O PROBLEMA:
Responda com base no trecho sobre a outorga onerosa em João Pessoa:
1. Quantas entidades subscreveram a nota divulgada em 2020 pelo FERURB e pelo IAB.pb?
2. Quantas novas contratações o setor da construção civil registrou no país, segundo dados do CAGED?
3. Que aumento nas vendas a pesquisa da Abrainc apontou nos primeiros meses de 2021?

=== TRECHO PARA LEITURA ===

À época, a decisão de retirar a exclusividade gerou grande desconforto para os movimentos de luta por moradia. "Nesse período de pandemia, o Prefeito mandou o projeto para a Câmara para pegar esses recursos e deixar livre para qualquer uma secretaria usar.  Esse recurso era destinado às ZEIS e com essa nova formulação, o recurso fica vulnerável para ser aplicado em qualquer bairro de João Pessoa", disse Roberto Guilherme, Coordenador Executivo do Fórum Estadual de Reforma Urbana da Paraíba (FERURB).

Em 2020, o FERURB e o Instituto de Arquitetos do Brasil na Paraíba (IAB.pb) divulgaram nota em defesa da manutenção dos recursos do Fundurb para as ZEIS, que foi subscrita por 25 entidades públicas ou privadas sem fins lucrativos.

Um discurso camuflado que perpetua a desigualdade urbana

Privilegiar a cadeia produtiva com desconto na outorga onerosa não significa necessariamente a garantia de emprego e renda aos trabalhadores. Em maior efeito, a concessão de abatimentos impede a arrecadação de fundos para urbanização de áreas precárias - onde a maioria desses indivíduos vive e sofre por não ter condições dignas de moradia - em detrimento da suposta aceleração do mercado privado. Na prática, significa o repasse de um recurso que seria garantido para a urbanização de regiões com usufruto coletivo e social, para as mãos de promotores imobiliários que desenvolvem produtos privados para a alta renda da cidade.

Tal ato significa, portanto, que o poder público está abrindo mão da sua condição de gerador de emprego e renda a partir da construção civil balizada em investimentos em obras públicas, beneficiando uma cadeia de desenvolvimento social com o resultado dessas obras, em detrimento da suposta aceleração do mercado da construção civil de classe alta, para a construção de prédios de luxo.

O Brasil vive a pior e mais aguda crise sanitária da sua história, e em que pese a regressão econômica em diversos setores, o da construção civil se manteve em equilíbrio e até gerou mais empregos no período da pandemia do novo coronavírus. Dados do Cadastro Geral de Empregados e Desempregados (CAGED) mostram que em todo o país o setor foi responsável por 112.174 novas contratações, 5,18% a mais que em 2019. Ainda, segundo a Associação Brasileira de Incorporadoras Imobiliárias (Abrainc), pesquisa entre as maiores incorporadoras do país anunciou que houve um aumento de 25,86% nas vendas nos primeiros meses de 2021. Não há, portanto, justificativa para concessão de descontos em razão da pandemia, nem tampouco é razoável, neste caso, usar-se do discurso de geração de emprego e renda.

Mais do que nunca, o momento atual é de assegurar a arrecadação para garantir a requalificação de áreas historicamente relegadas e que mais sofreram no último ano. Nessa estratégia, instrumentos como a Outorga Onerosa são fundamentais para planejar o futuro das cidades, possibilitando investimentos em saneamento básico, habitação, mobilidade urbana e tantos outros segmentos que demonstraram ser o principal nó durante a pandemia. A postura da atual gestão da Prefeitura de João Pessoa, em aliança com a composição da nova Câmara Municipal de vereadores, não demonstra ter essa sensibilidade, beneficiando o setor privado em detrimento dos mais necessitados.

=== ITENS LISTADOS ===

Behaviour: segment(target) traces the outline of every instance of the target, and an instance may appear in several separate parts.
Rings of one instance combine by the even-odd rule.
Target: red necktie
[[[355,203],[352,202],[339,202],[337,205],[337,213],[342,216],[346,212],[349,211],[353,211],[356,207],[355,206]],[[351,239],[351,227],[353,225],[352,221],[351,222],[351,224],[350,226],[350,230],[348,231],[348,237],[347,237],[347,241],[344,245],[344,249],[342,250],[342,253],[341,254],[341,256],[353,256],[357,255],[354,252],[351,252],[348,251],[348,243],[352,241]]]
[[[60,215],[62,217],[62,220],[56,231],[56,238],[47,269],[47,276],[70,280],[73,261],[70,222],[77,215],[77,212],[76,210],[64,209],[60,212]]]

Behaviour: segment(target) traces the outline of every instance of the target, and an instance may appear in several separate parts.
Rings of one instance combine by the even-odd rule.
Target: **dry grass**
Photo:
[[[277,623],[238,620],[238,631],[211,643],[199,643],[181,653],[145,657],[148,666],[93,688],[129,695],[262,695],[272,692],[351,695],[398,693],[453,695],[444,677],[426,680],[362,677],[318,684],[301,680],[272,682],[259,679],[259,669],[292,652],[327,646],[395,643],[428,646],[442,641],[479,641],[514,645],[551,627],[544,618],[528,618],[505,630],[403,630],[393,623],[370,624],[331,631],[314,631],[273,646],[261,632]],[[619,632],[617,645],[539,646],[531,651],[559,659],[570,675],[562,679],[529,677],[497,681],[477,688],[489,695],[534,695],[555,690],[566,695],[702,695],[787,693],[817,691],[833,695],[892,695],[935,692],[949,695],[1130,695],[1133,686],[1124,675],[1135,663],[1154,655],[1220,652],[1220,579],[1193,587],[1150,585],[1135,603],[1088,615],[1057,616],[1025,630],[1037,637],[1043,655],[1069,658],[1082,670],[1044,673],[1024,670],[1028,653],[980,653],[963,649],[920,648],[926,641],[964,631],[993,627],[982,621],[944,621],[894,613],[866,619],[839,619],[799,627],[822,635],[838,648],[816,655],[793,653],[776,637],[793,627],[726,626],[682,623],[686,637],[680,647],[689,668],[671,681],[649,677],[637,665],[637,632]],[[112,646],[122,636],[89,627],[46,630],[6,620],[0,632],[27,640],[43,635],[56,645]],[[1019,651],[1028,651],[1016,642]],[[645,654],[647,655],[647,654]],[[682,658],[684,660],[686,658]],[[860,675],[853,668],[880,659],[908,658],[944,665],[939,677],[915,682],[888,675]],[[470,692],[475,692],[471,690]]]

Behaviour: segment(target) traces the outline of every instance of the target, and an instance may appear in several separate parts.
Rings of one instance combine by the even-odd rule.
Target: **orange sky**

===

RESPOSTA ESCRITA:
1. 25 entidades públicas ou privadas sem fins lucrativos.
2. 112.174 novas contratações, 5,18% a mais que em 2019.
3. Um aumento de 25,86%.